▶ Required work:
Below are records with pictures in them. Transcribe everything from the line containing "Target: green grass" down to the line containing "Task: mark one dot on every instance of the reflection on", exactly, and leave the pictures behind.

▶ Material for this exercise:
+ + +
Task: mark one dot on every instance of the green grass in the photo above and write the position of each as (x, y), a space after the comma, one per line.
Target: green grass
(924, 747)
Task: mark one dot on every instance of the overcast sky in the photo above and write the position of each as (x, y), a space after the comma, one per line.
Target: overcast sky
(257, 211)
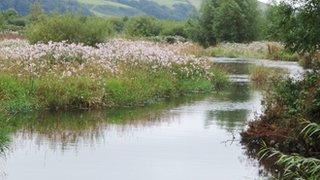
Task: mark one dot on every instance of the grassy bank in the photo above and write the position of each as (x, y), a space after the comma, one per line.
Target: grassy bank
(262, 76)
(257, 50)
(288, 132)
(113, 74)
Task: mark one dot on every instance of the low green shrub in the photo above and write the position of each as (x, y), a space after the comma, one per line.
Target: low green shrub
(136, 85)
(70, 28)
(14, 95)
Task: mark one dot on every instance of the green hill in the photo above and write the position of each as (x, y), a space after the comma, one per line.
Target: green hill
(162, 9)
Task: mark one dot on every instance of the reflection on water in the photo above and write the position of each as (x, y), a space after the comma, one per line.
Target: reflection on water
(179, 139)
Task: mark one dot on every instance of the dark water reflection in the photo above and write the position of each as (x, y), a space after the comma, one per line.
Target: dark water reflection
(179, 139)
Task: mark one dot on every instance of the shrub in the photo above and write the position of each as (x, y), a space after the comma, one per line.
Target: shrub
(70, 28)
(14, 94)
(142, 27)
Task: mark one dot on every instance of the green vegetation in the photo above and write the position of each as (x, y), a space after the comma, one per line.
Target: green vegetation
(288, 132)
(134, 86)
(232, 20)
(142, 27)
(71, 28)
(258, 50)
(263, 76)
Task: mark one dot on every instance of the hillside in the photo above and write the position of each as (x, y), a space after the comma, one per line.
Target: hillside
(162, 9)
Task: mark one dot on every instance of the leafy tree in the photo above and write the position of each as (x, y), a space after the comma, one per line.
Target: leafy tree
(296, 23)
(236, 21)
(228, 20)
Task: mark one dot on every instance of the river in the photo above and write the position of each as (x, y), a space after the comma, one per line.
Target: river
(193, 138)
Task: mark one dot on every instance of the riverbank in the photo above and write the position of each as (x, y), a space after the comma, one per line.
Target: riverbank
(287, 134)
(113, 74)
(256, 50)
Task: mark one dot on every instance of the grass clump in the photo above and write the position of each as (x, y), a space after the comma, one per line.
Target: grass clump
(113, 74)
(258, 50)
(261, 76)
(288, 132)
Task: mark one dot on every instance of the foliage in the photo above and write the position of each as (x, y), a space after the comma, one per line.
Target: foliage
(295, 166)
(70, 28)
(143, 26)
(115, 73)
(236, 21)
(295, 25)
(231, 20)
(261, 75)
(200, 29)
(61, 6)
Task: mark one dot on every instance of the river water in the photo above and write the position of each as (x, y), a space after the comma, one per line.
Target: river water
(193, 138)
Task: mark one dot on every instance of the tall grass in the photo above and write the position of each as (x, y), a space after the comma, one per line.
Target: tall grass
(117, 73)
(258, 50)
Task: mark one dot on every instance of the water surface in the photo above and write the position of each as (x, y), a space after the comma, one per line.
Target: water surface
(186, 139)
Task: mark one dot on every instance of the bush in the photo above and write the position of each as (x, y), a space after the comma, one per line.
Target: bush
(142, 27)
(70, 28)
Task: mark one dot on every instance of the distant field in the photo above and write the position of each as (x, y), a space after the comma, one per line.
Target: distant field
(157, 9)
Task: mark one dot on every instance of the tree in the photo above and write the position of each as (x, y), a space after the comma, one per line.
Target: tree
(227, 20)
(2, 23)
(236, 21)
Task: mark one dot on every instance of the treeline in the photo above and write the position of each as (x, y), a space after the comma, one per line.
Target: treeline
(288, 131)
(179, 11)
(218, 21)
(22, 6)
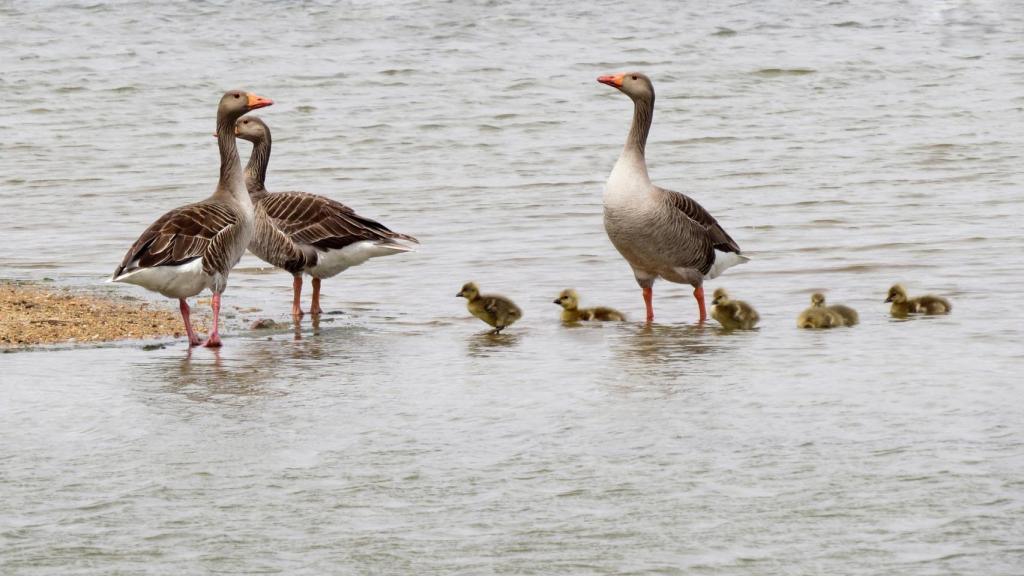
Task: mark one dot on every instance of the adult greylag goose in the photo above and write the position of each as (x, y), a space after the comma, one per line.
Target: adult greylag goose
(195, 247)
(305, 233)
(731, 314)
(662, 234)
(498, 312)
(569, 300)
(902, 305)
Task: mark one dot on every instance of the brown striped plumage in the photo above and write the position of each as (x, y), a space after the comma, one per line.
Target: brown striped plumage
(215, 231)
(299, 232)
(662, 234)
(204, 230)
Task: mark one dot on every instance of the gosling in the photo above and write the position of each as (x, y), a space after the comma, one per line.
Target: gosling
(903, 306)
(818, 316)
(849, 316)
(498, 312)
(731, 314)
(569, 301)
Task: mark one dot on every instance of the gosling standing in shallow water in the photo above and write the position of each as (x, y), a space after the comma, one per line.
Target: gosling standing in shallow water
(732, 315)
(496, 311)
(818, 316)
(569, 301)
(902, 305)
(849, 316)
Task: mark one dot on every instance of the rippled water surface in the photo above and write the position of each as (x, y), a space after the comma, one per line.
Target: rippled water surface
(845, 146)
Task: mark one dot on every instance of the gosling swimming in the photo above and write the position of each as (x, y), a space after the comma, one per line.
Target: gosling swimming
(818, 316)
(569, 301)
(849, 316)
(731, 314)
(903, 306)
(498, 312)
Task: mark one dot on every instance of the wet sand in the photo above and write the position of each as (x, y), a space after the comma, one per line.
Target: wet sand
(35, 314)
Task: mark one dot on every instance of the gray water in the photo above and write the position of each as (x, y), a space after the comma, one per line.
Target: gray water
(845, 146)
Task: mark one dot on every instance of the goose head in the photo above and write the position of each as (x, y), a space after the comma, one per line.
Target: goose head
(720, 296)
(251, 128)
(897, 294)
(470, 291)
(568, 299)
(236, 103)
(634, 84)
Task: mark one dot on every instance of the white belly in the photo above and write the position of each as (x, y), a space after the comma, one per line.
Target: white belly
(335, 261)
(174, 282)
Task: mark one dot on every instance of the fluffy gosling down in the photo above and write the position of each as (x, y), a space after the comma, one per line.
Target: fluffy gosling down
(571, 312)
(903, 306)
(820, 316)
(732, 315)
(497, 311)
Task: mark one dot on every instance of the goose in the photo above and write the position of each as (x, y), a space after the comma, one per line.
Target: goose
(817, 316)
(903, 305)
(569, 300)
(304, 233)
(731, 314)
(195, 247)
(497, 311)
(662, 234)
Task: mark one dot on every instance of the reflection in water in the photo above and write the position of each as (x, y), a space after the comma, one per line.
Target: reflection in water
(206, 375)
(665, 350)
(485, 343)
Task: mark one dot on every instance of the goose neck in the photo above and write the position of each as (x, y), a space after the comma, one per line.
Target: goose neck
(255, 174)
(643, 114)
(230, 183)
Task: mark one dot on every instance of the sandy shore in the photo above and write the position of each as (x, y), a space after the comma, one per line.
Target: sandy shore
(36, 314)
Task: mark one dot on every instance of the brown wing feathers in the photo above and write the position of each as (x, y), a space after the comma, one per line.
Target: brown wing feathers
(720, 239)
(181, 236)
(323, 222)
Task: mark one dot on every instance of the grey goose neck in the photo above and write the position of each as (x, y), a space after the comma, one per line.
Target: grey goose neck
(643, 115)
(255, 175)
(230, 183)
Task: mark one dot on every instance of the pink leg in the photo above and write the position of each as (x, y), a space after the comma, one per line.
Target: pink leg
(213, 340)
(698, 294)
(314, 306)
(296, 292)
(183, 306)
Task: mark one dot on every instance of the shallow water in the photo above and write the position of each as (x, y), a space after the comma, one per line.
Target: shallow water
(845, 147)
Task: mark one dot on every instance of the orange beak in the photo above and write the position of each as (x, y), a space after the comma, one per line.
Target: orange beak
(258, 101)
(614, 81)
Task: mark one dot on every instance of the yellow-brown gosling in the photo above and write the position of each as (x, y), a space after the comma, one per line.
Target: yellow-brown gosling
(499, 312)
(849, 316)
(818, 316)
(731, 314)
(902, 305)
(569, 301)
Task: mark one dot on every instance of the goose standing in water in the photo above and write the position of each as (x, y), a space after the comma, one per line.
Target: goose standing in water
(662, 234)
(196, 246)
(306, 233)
+ + +
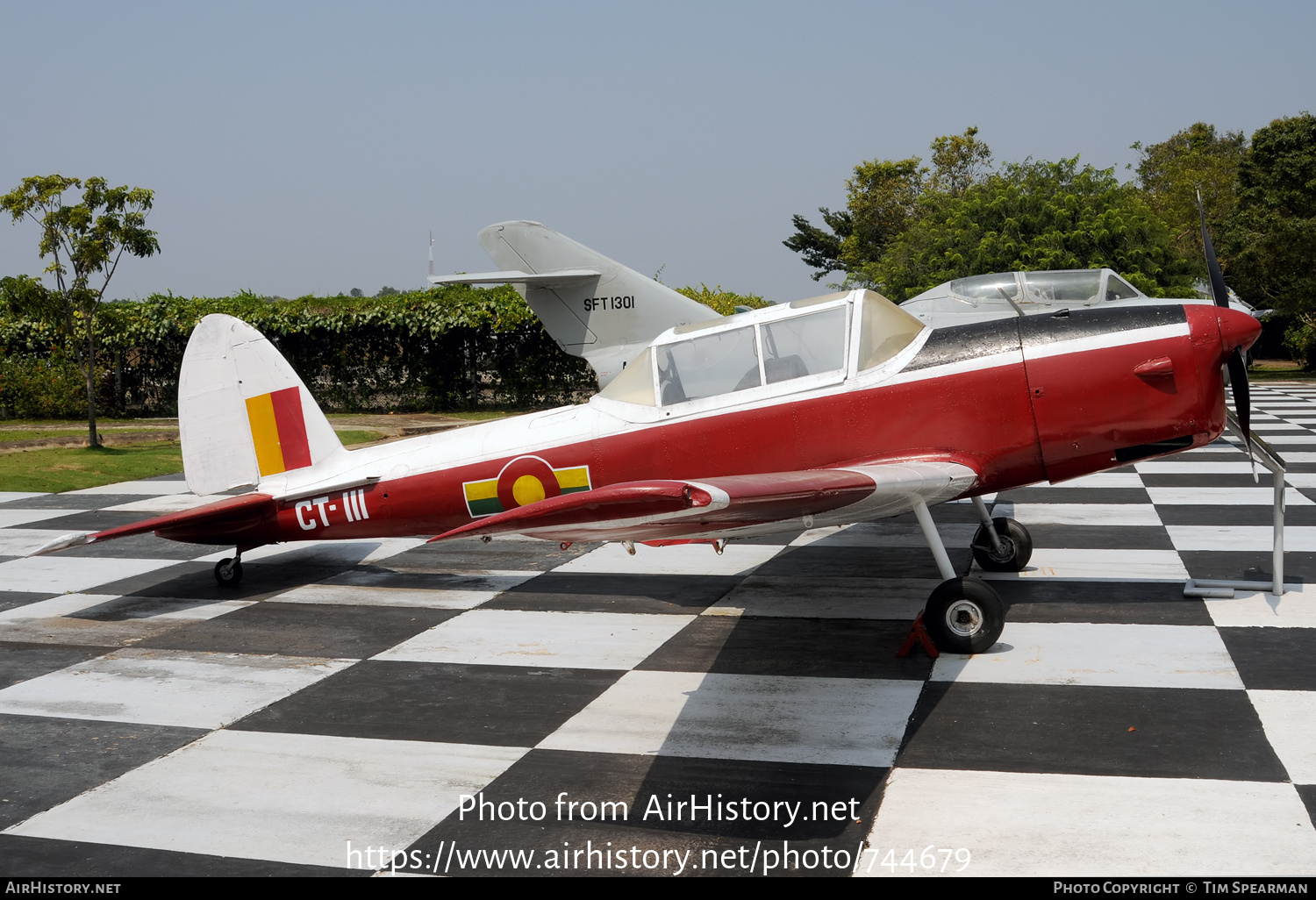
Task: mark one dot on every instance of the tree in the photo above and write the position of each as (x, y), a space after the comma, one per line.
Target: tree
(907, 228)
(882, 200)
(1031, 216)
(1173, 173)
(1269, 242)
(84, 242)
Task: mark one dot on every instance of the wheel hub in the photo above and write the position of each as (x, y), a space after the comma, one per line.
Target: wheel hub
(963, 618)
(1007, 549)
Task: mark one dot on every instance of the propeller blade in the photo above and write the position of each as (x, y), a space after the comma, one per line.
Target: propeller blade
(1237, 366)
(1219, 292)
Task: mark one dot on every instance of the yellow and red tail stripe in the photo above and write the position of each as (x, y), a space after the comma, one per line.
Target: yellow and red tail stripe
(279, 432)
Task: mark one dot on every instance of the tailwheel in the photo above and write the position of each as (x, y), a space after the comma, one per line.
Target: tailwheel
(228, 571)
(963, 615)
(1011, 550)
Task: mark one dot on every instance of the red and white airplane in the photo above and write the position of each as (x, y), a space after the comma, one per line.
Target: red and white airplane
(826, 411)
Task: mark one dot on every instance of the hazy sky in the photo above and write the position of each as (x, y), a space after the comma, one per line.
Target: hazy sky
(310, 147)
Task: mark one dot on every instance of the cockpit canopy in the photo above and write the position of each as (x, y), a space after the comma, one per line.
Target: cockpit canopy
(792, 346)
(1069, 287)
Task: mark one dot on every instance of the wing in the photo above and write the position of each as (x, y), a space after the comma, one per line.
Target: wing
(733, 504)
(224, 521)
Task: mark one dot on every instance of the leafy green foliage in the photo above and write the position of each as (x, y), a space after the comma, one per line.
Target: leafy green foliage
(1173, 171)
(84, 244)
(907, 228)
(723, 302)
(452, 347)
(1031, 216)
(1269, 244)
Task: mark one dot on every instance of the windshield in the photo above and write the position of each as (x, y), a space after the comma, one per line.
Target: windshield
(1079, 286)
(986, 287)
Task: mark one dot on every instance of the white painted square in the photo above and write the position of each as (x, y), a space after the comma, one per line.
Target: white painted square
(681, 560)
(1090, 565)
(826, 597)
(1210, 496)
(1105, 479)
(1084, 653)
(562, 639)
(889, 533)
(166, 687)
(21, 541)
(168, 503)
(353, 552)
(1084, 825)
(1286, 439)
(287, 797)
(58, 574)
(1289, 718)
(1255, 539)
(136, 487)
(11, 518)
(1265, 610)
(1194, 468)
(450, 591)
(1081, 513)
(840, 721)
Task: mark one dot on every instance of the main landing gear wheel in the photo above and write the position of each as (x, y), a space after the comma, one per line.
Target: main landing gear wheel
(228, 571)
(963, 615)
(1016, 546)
+ + +
▶ Exercise answer:
Target: green grass
(924, 747)
Task: mark one dot on every instance of the overcast sky in the photo above and write the position of each as (x, y), a space after the comma, one per line.
Target: overcast sky
(257, 211)
Task: mark one dot on every instance of the grassy bank in the photo above and write the position of each as (x, y), a space after the comma, one per line.
Target: grassy bank
(262, 76)
(257, 50)
(288, 132)
(113, 74)
Task: mark one dot on every instance of the low green shrub in the photo above and write the position of each as (x, y), a space after the comma, one per line.
Target: low green shrub
(136, 85)
(70, 28)
(14, 95)
Task: mark one dot on every instance of the green hill in the photo above and write the position of each as (x, y), a space after the comma, one per line.
Target: green hill
(162, 9)
Task: mark one dot on every instance of the reflection on water in the photo above and write the position of each as (x, y), a space after the comma, one per line.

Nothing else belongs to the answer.